● **Your objective**
Copy every line of the material below verbatim.

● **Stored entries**
++++
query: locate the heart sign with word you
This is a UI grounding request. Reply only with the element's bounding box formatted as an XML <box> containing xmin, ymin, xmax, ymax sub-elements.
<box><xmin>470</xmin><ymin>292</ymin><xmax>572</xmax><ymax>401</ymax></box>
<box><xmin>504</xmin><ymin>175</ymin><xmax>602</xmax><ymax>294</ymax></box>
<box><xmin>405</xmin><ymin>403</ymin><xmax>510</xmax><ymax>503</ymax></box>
++++
● **The output**
query: locate the heart sign with word you
This is a UI grounding request. Reply only with the element's bounding box formatted as an XML <box> containing xmin, ymin, xmax, ymax sub-elements.
<box><xmin>470</xmin><ymin>292</ymin><xmax>572</xmax><ymax>401</ymax></box>
<box><xmin>504</xmin><ymin>175</ymin><xmax>602</xmax><ymax>294</ymax></box>
<box><xmin>405</xmin><ymin>403</ymin><xmax>510</xmax><ymax>503</ymax></box>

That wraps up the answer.